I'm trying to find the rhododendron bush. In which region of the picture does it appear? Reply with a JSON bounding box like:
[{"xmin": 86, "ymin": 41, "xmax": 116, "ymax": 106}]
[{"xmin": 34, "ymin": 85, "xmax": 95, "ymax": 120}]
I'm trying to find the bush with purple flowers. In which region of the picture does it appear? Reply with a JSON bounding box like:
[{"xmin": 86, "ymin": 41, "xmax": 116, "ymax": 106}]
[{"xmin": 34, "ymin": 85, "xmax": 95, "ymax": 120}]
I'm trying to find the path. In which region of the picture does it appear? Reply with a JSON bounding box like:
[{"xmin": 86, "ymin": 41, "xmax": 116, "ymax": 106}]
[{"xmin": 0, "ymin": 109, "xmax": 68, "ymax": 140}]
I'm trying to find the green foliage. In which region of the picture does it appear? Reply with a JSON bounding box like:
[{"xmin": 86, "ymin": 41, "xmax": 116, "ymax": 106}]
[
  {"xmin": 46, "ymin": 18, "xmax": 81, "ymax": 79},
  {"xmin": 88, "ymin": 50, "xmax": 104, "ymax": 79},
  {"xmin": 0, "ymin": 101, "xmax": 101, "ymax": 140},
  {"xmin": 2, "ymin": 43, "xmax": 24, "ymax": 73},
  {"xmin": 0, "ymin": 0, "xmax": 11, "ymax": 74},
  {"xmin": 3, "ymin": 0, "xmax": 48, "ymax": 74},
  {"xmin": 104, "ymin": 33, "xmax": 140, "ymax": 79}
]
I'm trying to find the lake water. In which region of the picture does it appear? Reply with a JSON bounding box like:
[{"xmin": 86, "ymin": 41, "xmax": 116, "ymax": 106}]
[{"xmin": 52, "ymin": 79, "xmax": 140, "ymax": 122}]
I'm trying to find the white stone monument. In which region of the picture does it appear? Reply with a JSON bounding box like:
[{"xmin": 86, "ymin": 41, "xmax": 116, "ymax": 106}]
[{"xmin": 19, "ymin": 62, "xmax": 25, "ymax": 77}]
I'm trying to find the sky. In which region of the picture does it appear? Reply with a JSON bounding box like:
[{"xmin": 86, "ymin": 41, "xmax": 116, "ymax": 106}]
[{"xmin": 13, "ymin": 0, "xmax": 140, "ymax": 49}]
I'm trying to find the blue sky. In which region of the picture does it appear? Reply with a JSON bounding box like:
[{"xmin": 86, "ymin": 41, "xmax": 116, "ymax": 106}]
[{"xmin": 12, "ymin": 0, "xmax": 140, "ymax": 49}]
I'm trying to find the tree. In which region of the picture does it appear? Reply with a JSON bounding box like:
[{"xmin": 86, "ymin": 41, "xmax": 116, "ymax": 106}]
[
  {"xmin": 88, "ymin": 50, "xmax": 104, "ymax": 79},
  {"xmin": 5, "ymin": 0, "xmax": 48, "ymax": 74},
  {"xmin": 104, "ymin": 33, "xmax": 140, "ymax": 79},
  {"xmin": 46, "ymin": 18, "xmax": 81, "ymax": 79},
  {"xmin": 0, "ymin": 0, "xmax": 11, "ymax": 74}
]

▸ **Task goal**
Copy all of the entries above word for word, with every character, bracket, and line break unchanged.

▸ **The reply**
I'm trying to find the rhododendron bush. In which region of the picture does it appear? Reply with a JSON bounding box like:
[{"xmin": 86, "ymin": 41, "xmax": 116, "ymax": 106}]
[{"xmin": 34, "ymin": 85, "xmax": 95, "ymax": 120}]
I'm trying to find the bush with purple flowers. In which region of the picture does it appear? Reply with a JSON bounding box like:
[{"xmin": 86, "ymin": 41, "xmax": 116, "ymax": 106}]
[{"xmin": 34, "ymin": 85, "xmax": 95, "ymax": 120}]
I'm trying to find the path. In which region of the picture does it appear? Reply with a JSON bounding box like:
[{"xmin": 86, "ymin": 41, "xmax": 116, "ymax": 106}]
[{"xmin": 0, "ymin": 109, "xmax": 68, "ymax": 140}]
I'm trying to find the green foliage. In which region of the picture does it appear? Reply with a JSON bounding box like:
[{"xmin": 86, "ymin": 41, "xmax": 116, "ymax": 106}]
[
  {"xmin": 46, "ymin": 18, "xmax": 81, "ymax": 79},
  {"xmin": 88, "ymin": 50, "xmax": 104, "ymax": 79},
  {"xmin": 0, "ymin": 101, "xmax": 101, "ymax": 140},
  {"xmin": 2, "ymin": 43, "xmax": 24, "ymax": 73},
  {"xmin": 0, "ymin": 0, "xmax": 11, "ymax": 74},
  {"xmin": 3, "ymin": 0, "xmax": 48, "ymax": 74},
  {"xmin": 104, "ymin": 33, "xmax": 140, "ymax": 79}
]
I'm trying to find the lake water. In which region of the picture does it appear? Reply with a JSON bounding box like:
[{"xmin": 86, "ymin": 41, "xmax": 116, "ymax": 106}]
[{"xmin": 52, "ymin": 79, "xmax": 140, "ymax": 122}]
I'm trying to find the white stone monument. In which region of the picture does it appear? Reply with a JSON bounding box like:
[{"xmin": 86, "ymin": 41, "xmax": 116, "ymax": 106}]
[{"xmin": 19, "ymin": 62, "xmax": 25, "ymax": 77}]
I'm trying to find the sky. In which region of the picture does it appear? Reply with a JSON bounding box like:
[{"xmin": 86, "ymin": 41, "xmax": 116, "ymax": 106}]
[{"xmin": 13, "ymin": 0, "xmax": 140, "ymax": 49}]
I'm trying to find the blue sky. In which region of the picture does it appear? Reply with a JSON bounding box like:
[{"xmin": 86, "ymin": 41, "xmax": 116, "ymax": 106}]
[{"xmin": 12, "ymin": 0, "xmax": 140, "ymax": 49}]
I'm trying to find the tree. In which region of the picture does it appear? Reply with a JSON bounding box like:
[{"xmin": 86, "ymin": 41, "xmax": 116, "ymax": 106}]
[
  {"xmin": 88, "ymin": 50, "xmax": 104, "ymax": 79},
  {"xmin": 5, "ymin": 0, "xmax": 48, "ymax": 74},
  {"xmin": 104, "ymin": 33, "xmax": 140, "ymax": 79},
  {"xmin": 46, "ymin": 18, "xmax": 81, "ymax": 79},
  {"xmin": 0, "ymin": 0, "xmax": 11, "ymax": 74}
]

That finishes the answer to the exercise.